対談記事:

琴坂 そうすると、どんなことが起きますか?

ご自身ももちろん成長と現実のギャップを感じられているかと思いますが、恐らく経営陣の他の方々も同じことを感じられているはずで、その時どのような問題や困難がありますか?

柴山 事業成長するにしたがって、そのフェーズあるいは次のフェーズを含めて乗り越えていけるような経営陣を採用していくことが多いですね。

この採用という表現はおこがましいほどで「来ていただく」ということが正しい表現です。

そうすると、新しく参加する経営メンバーは私自身も知らないことを良く知っているし、採用力もあるので、そういった形で組織づくりをきちんと委ねていく。

積極的に権限移譲するということは意識して行なおうと思っています。

琴坂 倉橋さんはどうですか?

課題:
a. 次の(i)〜(iii)がこの対談の内容と合うかを、はい・いいえで判定すること。それぞれ判定の根拠となる対談中の文を、一字も変えずに引用すること。
(i) 柴山氏は、事業成長に伴い、次のフェーズも乗り越えられる経営陣を採用することが多いと述べている。
(ii) 柴山氏は、「採用」という言い方がもっとも正しい表現だと述べている。
(iii) 柴山氏は、権限移譲を控えるよう意識している。
b. この対談で、琴坂氏が最後に話を振った相手は誰か。
c. 経営陣と組織づくりをめぐるこの対談を、最後の発言のあとから書き進めること。
資料は使わなくてよい。

提供資料:
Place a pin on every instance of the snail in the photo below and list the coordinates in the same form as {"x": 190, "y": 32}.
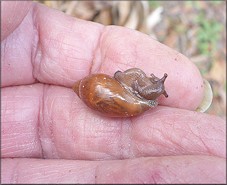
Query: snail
{"x": 126, "y": 94}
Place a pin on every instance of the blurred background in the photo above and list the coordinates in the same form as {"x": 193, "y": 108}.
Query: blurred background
{"x": 196, "y": 29}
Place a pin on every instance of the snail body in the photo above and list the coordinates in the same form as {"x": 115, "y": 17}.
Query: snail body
{"x": 127, "y": 94}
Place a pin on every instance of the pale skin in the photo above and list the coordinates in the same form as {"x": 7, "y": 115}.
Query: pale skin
{"x": 50, "y": 136}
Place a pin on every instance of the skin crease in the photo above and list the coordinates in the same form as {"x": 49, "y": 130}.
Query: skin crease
{"x": 53, "y": 137}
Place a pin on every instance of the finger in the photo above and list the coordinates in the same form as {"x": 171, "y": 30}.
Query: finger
{"x": 178, "y": 169}
{"x": 67, "y": 49}
{"x": 13, "y": 13}
{"x": 63, "y": 128}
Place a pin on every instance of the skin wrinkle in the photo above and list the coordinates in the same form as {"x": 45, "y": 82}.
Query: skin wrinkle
{"x": 40, "y": 118}
{"x": 97, "y": 50}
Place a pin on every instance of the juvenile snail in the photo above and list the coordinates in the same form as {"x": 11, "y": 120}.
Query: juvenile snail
{"x": 127, "y": 94}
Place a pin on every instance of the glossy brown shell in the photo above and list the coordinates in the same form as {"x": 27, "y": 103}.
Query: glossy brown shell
{"x": 106, "y": 95}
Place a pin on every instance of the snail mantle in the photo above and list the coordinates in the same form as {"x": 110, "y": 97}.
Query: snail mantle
{"x": 126, "y": 94}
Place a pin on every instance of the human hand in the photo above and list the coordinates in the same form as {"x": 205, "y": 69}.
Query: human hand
{"x": 50, "y": 136}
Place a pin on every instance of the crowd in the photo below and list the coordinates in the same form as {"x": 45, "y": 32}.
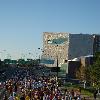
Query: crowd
{"x": 24, "y": 85}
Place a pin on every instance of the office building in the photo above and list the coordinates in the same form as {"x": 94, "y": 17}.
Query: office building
{"x": 65, "y": 46}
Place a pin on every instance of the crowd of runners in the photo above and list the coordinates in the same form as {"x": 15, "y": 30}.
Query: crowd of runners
{"x": 24, "y": 85}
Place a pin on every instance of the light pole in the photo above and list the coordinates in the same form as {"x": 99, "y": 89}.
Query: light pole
{"x": 49, "y": 41}
{"x": 57, "y": 66}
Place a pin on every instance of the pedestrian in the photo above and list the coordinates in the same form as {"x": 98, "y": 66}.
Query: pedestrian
{"x": 95, "y": 94}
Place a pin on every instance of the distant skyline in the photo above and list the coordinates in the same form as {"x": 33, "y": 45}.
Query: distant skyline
{"x": 22, "y": 23}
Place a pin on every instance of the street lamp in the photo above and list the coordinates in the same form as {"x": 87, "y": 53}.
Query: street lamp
{"x": 49, "y": 41}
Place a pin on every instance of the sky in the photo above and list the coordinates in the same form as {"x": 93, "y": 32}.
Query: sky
{"x": 22, "y": 23}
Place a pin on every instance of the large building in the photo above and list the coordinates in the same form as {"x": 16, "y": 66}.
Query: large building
{"x": 96, "y": 45}
{"x": 65, "y": 46}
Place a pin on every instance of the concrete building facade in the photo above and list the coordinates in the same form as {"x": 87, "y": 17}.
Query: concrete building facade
{"x": 66, "y": 46}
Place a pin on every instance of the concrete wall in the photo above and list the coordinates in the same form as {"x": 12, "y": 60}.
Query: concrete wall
{"x": 80, "y": 45}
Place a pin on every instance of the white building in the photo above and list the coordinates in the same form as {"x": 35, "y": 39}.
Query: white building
{"x": 66, "y": 46}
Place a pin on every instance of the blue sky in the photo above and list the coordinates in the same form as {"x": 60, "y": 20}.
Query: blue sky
{"x": 22, "y": 22}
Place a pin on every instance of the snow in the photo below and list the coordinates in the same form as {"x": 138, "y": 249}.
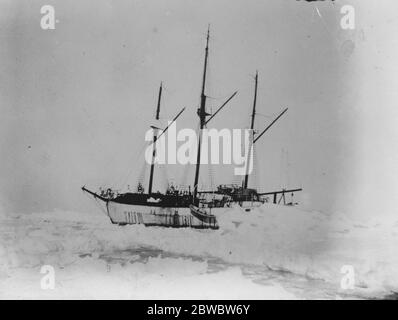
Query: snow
{"x": 94, "y": 259}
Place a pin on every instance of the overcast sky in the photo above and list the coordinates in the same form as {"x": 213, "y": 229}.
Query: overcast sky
{"x": 76, "y": 101}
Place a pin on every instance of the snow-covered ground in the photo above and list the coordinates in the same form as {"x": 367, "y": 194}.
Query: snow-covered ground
{"x": 272, "y": 252}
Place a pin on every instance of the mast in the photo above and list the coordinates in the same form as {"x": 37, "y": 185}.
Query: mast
{"x": 202, "y": 116}
{"x": 252, "y": 128}
{"x": 154, "y": 141}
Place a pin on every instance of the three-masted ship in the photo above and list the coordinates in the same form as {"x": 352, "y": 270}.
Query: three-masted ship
{"x": 176, "y": 208}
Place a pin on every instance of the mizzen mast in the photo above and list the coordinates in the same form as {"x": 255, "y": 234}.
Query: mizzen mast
{"x": 202, "y": 116}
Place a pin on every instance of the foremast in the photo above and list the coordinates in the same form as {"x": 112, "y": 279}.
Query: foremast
{"x": 202, "y": 116}
{"x": 246, "y": 181}
{"x": 155, "y": 137}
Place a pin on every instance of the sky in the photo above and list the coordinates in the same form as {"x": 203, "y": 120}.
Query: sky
{"x": 76, "y": 101}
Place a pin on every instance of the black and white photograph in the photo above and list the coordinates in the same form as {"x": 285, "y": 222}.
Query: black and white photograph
{"x": 198, "y": 150}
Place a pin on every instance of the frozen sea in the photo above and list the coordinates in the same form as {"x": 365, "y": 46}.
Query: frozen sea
{"x": 272, "y": 252}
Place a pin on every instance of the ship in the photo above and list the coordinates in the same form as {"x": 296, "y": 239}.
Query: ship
{"x": 183, "y": 208}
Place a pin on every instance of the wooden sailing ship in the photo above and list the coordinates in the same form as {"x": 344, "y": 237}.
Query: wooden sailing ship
{"x": 175, "y": 208}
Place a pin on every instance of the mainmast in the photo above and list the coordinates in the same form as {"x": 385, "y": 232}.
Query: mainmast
{"x": 252, "y": 128}
{"x": 155, "y": 137}
{"x": 202, "y": 116}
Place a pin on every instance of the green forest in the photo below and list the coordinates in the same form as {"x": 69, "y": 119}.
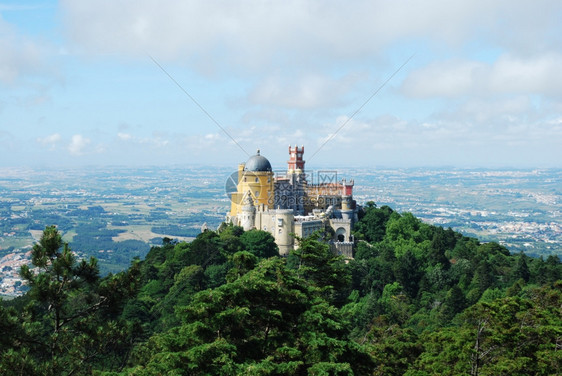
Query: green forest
{"x": 416, "y": 300}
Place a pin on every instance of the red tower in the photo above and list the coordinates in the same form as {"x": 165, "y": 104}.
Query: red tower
{"x": 295, "y": 158}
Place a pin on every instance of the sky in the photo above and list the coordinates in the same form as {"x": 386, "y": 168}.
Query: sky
{"x": 362, "y": 83}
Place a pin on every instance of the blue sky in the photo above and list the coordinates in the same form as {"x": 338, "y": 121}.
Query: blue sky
{"x": 483, "y": 89}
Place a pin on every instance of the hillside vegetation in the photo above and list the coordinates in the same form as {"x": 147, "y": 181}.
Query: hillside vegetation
{"x": 416, "y": 300}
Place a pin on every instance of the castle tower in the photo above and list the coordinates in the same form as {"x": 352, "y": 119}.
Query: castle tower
{"x": 295, "y": 161}
{"x": 247, "y": 217}
{"x": 255, "y": 177}
{"x": 284, "y": 219}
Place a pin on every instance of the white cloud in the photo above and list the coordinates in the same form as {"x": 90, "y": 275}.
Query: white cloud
{"x": 19, "y": 55}
{"x": 257, "y": 33}
{"x": 78, "y": 145}
{"x": 124, "y": 136}
{"x": 541, "y": 74}
{"x": 308, "y": 92}
{"x": 50, "y": 141}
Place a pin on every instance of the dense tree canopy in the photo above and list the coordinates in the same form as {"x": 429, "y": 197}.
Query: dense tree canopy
{"x": 416, "y": 300}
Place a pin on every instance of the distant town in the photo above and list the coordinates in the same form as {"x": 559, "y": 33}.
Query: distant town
{"x": 116, "y": 214}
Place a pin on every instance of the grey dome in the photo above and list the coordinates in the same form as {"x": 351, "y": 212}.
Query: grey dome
{"x": 257, "y": 163}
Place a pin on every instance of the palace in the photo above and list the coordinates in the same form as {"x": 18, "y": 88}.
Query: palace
{"x": 291, "y": 202}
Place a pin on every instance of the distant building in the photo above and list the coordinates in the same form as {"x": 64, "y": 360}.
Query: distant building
{"x": 291, "y": 203}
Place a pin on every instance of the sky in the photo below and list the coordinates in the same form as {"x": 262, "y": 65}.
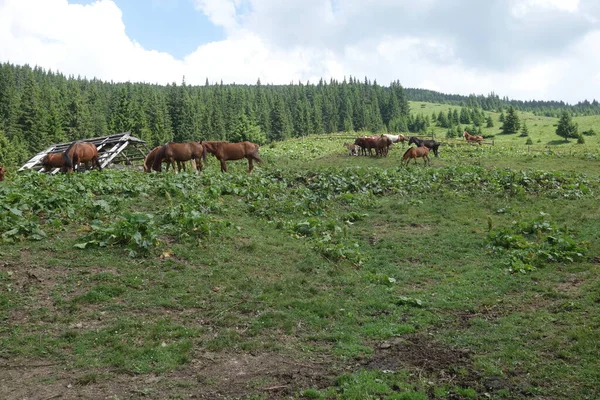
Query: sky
{"x": 522, "y": 49}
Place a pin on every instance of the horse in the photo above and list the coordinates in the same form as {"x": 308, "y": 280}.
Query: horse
{"x": 415, "y": 152}
{"x": 172, "y": 152}
{"x": 397, "y": 138}
{"x": 431, "y": 144}
{"x": 382, "y": 145}
{"x": 366, "y": 143}
{"x": 80, "y": 152}
{"x": 149, "y": 160}
{"x": 225, "y": 151}
{"x": 352, "y": 149}
{"x": 472, "y": 138}
{"x": 52, "y": 160}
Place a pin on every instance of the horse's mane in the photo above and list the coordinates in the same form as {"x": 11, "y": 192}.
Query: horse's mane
{"x": 68, "y": 163}
{"x": 160, "y": 154}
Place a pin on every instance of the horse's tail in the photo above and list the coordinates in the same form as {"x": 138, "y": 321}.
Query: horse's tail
{"x": 149, "y": 157}
{"x": 405, "y": 156}
{"x": 160, "y": 154}
{"x": 67, "y": 161}
{"x": 203, "y": 151}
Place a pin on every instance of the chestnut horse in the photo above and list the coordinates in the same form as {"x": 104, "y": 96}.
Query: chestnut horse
{"x": 52, "y": 160}
{"x": 415, "y": 152}
{"x": 472, "y": 138}
{"x": 225, "y": 151}
{"x": 172, "y": 152}
{"x": 429, "y": 143}
{"x": 149, "y": 161}
{"x": 397, "y": 138}
{"x": 352, "y": 149}
{"x": 80, "y": 152}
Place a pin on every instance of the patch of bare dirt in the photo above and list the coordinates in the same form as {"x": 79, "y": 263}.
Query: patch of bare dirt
{"x": 208, "y": 376}
{"x": 418, "y": 351}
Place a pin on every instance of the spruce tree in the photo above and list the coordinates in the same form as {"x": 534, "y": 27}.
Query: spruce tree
{"x": 566, "y": 127}
{"x": 511, "y": 121}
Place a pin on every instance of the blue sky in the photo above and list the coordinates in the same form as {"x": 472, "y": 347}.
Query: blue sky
{"x": 173, "y": 26}
{"x": 523, "y": 49}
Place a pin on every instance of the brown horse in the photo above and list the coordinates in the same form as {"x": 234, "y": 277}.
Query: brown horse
{"x": 52, "y": 160}
{"x": 225, "y": 151}
{"x": 415, "y": 152}
{"x": 382, "y": 145}
{"x": 80, "y": 152}
{"x": 397, "y": 138}
{"x": 352, "y": 149}
{"x": 149, "y": 161}
{"x": 172, "y": 152}
{"x": 472, "y": 138}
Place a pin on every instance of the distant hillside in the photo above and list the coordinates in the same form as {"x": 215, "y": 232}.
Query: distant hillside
{"x": 493, "y": 102}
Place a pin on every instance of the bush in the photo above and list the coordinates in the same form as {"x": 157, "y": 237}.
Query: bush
{"x": 589, "y": 132}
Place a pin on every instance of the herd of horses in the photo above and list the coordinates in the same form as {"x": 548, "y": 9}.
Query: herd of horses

課題ごとの結果:
a.
(i) はい。「事業成長するにしたがって、そのフェーズあるいは次のフェーズを含めて乗り越えていけるような経営陣を採用していくことが多いですね。」
(ii) いいえ。「この採用という表現はおこがましいほどで「来ていただく」ということが正しい表現です。」
(iii) いいえ。「積極的に権限移譲するということは意識して行なおうと思っています。」

b. 倉橋さん。

c.
倉橋 弊社も今規模的には50〜60人ほどですが、人と組織の所が一番難しいなと思っています。

創業期のメンバーの成長が追いつかないということもあります。

社員が20〜30人位のタイミングで、ミドルをしっかりおきながら権限移譲していかないと組織がそれ以上スケーラブルにならないという話を良く聞くので、少し取り組みしてみたことはありましたが、結果的に現状は僕とCTOという取締役2人以外の50〜60人は基本的にフラットな状態です。

そこの検証みたいなものは、ものすごく苦労しながら日々行なっています。

琴坂 まだ答えは見えていない?

倉橋 全然見えていないです。

これはフェーズによってどんな企業・事業にも当てはまる確実に正しい形というものはないと思っていて、事業の性質にもよると考えています。

組織も考え方によってはルールの一つなので、ルールを最小限にどうすれば保てるのかという挑戦を、ハードですが「するしかない」ということです。

未だに一人一人きちんと向き合い、時間をかけています。

これは、社員が何人になるまでできるのだろうと思いながらですが、取り組んでいます。

(続)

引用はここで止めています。